» Objetivo:
¿Cuántas líneas de los datos que siguen contienen la cadena "locate"? Responde solo con el número.

» Materiales del ejercicio:
"""

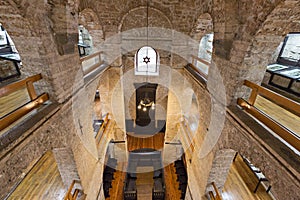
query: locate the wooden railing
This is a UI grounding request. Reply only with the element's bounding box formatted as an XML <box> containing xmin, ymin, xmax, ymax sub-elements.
<box><xmin>80</xmin><ymin>51</ymin><xmax>104</xmax><ymax>75</ymax></box>
<box><xmin>0</xmin><ymin>74</ymin><xmax>49</xmax><ymax>131</ymax></box>
<box><xmin>191</xmin><ymin>55</ymin><xmax>211</xmax><ymax>80</ymax></box>
<box><xmin>208</xmin><ymin>182</ymin><xmax>222</xmax><ymax>200</ymax></box>
<box><xmin>95</xmin><ymin>113</ymin><xmax>110</xmax><ymax>145</ymax></box>
<box><xmin>177</xmin><ymin>117</ymin><xmax>195</xmax><ymax>153</ymax></box>
<box><xmin>237</xmin><ymin>80</ymin><xmax>300</xmax><ymax>151</ymax></box>
<box><xmin>64</xmin><ymin>180</ymin><xmax>81</xmax><ymax>200</ymax></box>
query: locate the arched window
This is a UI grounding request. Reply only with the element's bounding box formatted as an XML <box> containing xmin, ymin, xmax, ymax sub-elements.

"""

» Solución de la tarea:
2